TASK TO CARRY OUT> Render each line of the listing below as one string in a JSON array, leaving out any blank lines.

EXTRACTED RECORDS>

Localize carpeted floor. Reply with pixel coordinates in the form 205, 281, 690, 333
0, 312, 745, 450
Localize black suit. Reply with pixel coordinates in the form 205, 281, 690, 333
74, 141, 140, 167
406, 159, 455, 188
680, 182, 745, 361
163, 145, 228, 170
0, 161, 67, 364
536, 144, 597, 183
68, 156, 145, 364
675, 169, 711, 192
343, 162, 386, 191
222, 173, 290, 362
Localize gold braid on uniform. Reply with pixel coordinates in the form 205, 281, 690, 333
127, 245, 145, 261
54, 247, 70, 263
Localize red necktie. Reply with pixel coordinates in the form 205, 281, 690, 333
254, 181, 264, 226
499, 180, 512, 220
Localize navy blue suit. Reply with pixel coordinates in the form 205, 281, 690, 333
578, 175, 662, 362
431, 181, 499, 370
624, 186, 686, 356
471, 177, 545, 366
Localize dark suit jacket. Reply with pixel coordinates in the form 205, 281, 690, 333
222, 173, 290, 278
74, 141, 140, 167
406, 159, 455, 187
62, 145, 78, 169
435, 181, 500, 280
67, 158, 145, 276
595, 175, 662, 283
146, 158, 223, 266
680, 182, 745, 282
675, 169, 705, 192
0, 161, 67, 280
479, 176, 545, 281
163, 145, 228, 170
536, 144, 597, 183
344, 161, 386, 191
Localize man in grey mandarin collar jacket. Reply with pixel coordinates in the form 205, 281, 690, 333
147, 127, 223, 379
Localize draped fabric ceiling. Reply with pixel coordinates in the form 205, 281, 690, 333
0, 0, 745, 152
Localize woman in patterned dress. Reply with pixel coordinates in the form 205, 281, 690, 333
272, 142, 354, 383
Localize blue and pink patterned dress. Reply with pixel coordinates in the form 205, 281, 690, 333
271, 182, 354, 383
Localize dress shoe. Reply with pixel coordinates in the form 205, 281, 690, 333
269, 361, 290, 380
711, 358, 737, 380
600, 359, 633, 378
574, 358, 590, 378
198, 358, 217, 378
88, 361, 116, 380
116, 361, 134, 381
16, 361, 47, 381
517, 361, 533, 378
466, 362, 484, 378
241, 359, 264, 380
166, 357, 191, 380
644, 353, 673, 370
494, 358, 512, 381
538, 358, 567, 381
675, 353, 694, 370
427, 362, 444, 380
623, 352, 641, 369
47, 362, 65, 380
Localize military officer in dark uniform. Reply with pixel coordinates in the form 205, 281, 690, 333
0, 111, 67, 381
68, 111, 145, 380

RESPONSE TO THIS TASK>
[
  "Localize carpeted floor. Reply with pixel coordinates in the form 205, 281, 690, 333",
  "0, 312, 745, 450",
  "Localize black suit. Reply with pixel coordinates in the form 205, 281, 690, 333",
  "74, 141, 140, 167",
  "406, 159, 455, 188",
  "680, 182, 745, 361",
  "163, 145, 228, 170",
  "0, 161, 67, 364",
  "536, 144, 597, 183",
  "68, 156, 145, 364",
  "675, 169, 711, 192",
  "343, 162, 386, 191",
  "222, 173, 290, 362",
  "Localize gold braid on uniform. Reply with pixel coordinates in the form 205, 281, 690, 333",
  "127, 245, 145, 261",
  "54, 247, 70, 263",
  "Localize red necktie. Reply with pixel coordinates in the form 205, 281, 690, 333",
  "254, 181, 264, 226",
  "499, 180, 512, 220",
  "Localize navy blue suit. Reply with pixel coordinates in the form 205, 281, 690, 333",
  "578, 175, 662, 362",
  "431, 181, 499, 370",
  "624, 186, 686, 356",
  "471, 177, 545, 366",
  "Localize dark suit jacket. Reply with pixel coordinates in the form 205, 281, 690, 333",
  "222, 173, 290, 278",
  "74, 141, 140, 167",
  "406, 159, 455, 187",
  "62, 145, 78, 169",
  "435, 181, 500, 280",
  "67, 158, 145, 276",
  "595, 175, 662, 283",
  "146, 158, 223, 266",
  "680, 182, 745, 282",
  "675, 169, 705, 192",
  "0, 161, 67, 280",
  "479, 176, 545, 281",
  "163, 145, 228, 170",
  "536, 144, 597, 183",
  "344, 161, 386, 191",
  "Localize man in grey mandarin collar jacket. Reply with pixel coordinates in the form 205, 281, 690, 333",
  "147, 127, 223, 379",
  "Localize draped fabric ceiling. Reply with pixel coordinates in the form 205, 281, 690, 333",
  "0, 0, 745, 152",
  "Localize woman in patterned dress. Reply with pixel coordinates in the form 205, 281, 690, 333",
  "272, 142, 354, 383",
  "Localize blue and pink patterned dress. Reply with pixel coordinates in the form 205, 281, 690, 333",
  "271, 182, 354, 383",
  "Localize dress shoe. Reply with pixel coordinates in the form 205, 281, 690, 333",
  "269, 361, 290, 380",
  "711, 358, 737, 380",
  "600, 359, 633, 378",
  "574, 358, 590, 378",
  "198, 358, 217, 378",
  "88, 361, 116, 380",
  "116, 361, 134, 381",
  "16, 361, 47, 381",
  "517, 361, 533, 378",
  "466, 362, 484, 378",
  "241, 359, 264, 380",
  "166, 357, 191, 380",
  "644, 353, 673, 370",
  "494, 358, 512, 381",
  "538, 358, 567, 381",
  "675, 353, 694, 370",
  "427, 362, 444, 380",
  "623, 352, 641, 369",
  "47, 362, 65, 380",
  "Localize military officer in dark uniform. Reply with pixel coordinates in the form 205, 281, 690, 333",
  "0, 111, 67, 381",
  "68, 111, 145, 380"
]